Write out all of the entries exactly, please.
--- start Task data ---
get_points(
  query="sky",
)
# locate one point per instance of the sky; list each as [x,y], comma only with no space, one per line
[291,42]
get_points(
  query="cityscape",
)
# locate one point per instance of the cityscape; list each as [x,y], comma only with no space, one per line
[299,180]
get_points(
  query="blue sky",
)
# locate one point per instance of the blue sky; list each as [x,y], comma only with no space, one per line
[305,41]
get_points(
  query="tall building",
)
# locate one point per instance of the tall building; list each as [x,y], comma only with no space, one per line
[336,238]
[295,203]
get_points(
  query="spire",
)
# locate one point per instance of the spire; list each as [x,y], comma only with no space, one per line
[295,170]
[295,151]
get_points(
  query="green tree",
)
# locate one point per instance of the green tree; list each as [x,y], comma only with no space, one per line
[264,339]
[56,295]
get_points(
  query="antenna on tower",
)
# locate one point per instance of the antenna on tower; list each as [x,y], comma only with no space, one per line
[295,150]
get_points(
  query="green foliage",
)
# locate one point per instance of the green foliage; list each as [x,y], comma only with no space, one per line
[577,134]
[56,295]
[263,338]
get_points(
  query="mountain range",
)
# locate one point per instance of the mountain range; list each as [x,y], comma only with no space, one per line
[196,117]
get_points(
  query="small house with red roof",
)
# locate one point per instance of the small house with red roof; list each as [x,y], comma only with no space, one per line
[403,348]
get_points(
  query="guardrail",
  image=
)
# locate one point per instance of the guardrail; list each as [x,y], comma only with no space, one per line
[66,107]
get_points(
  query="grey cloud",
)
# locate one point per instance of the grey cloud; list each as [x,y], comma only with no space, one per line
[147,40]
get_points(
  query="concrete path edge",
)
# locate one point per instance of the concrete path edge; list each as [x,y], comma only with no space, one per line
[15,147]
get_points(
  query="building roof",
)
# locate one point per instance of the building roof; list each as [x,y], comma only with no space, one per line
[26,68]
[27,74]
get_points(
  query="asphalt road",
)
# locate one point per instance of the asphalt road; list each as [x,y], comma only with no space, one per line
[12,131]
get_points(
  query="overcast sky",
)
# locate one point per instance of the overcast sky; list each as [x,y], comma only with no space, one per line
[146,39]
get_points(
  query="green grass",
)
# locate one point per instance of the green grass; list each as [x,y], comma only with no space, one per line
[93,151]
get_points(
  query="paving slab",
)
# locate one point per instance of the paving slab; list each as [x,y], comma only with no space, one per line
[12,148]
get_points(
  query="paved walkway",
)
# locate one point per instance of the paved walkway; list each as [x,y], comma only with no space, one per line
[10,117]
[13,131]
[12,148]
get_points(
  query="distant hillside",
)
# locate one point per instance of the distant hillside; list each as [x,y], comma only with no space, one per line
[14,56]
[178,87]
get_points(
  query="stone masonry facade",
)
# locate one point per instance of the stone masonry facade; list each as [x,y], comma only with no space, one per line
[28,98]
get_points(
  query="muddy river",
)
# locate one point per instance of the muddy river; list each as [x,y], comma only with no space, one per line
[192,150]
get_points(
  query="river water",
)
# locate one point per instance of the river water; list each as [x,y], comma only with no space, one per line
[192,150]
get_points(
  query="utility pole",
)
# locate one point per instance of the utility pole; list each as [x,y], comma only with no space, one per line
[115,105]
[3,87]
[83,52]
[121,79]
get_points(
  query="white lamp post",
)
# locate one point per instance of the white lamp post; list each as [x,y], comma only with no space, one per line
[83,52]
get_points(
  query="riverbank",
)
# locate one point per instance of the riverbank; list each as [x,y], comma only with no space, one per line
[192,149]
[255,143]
--- end Task data ---
The solution:
get_points(
  query="sky",
)
# locate one point per instance of the sky; list each as [x,y], comma only with no space, one per line
[291,42]
get_points(
  query="cityscape",
)
# locate one point per instance of the cityscape; list each as [x,y], comma only with no space, one per line
[299,180]
get_points(
  query="blue sky",
)
# locate one point per instance of the blue sky; list each as [x,y], comma only with no space, one per line
[305,41]
get_points(
  query="tall building",
)
# locate one point per instance of the tall building; list each as [x,y], comma only with no space, one per line
[336,238]
[295,203]
get_points(
  query="spire",
)
# locate one point per instance of the spire; list each as [x,y], comma only with no space, one per line
[295,170]
[295,151]
get_points(
  query="green tree",
)
# locate one point per instance of the green tree; list each as [x,y], comma only with no space, one per line
[264,339]
[56,295]
get_points(
  query="antenna on tower",
)
# locate one point per instance of the antenna on tower; list each as [x,y], comma only with no space, one per line
[295,150]
get_points(
  query="green foliage",
)
# locate one point per instance of the green foliage; list each as [x,y], comma only with no space, one per line
[577,134]
[56,295]
[263,338]
get_points(
  query="mountain range",
)
# locate one point per instance of the mountain range; list each as [x,y], comma only with no space, one per line
[196,117]
get_points(
  query="small house with red roof",
)
# locate one point per instance of the small house with red roof; list each as [x,y], comma only with no space, one per line
[403,348]
get_points(
  query="guardrail",
  image=
)
# locate one point per instance of the guardrail; list each as [x,y], comma only with no space, one per line
[66,107]
get_points(
  query="grey cloud",
)
# locate one point per instance of the grey cloud; list each as [x,y], comma only with no space, one per line
[147,40]
get_points(
  query="concrete path edge",
)
# locate one point per instance of the concrete path edge; list each as [x,y], comma only with no space, one per line
[15,147]
get_points(
  query="building roof",
)
# locate one point per instance of the building roof; list each as [x,y], comma only with no space, one per line
[26,68]
[27,74]
get_points(
  query="asphalt road",
)
# locate one point per instance of the asphalt road; list each as [x,y], comma only with no space, one per line
[12,131]
get_points(
  query="overcast sky",
)
# locate one point per instance of the overcast sky; list each as [x,y], comma only with no space, one per line
[146,39]
get_points(
  query="green grass",
)
# locate one point per instance of the green grass; list each as [x,y], comma only with no space, one per line
[93,151]
get_points(
  query="paving slab",
)
# locate one point per instance of the paving slab; list each as [x,y], comma only with no space, one per line
[12,148]
get_points(
  query="paved walkway",
)
# locate one point per instance of the paved walkway; list each as [x,y], comma only with no space, one per line
[10,117]
[13,131]
[12,148]
get_points(
  query="distant hillside",
)
# locate one point per instance of the distant hillside; list each as [x,y], comma only with no space, one per line
[14,56]
[178,87]
get_points(
  query="stone masonry facade",
)
# locate one point per instance of the stone masonry facade; list each as [x,y], comma only with no space, one per line
[28,98]
get_points(
  query="muddy river",
)
# locate one point per instance of the muddy river; list each as [x,y], comma only with no space, one per line
[192,150]
get_points(
  query="river water",
)
# locate one point per instance of the river water; list each as [x,y], comma only with no space, one per line
[192,150]
get_points(
  query="utility pole",
)
# locate one point per instance of the utility pole; list each as [x,y], comma only with no space, one per line
[115,105]
[3,87]
[83,52]
[121,79]
get_points(
  query="white lamp post",
)
# locate one point per instance of the white lamp post; list each as [x,y], comma only with no space, one per line
[83,52]
get_points(
  query="riverbank",
)
# locate one point per instance of the riverbank; list each as [x,y], comma only with no space, one per line
[192,149]
[255,143]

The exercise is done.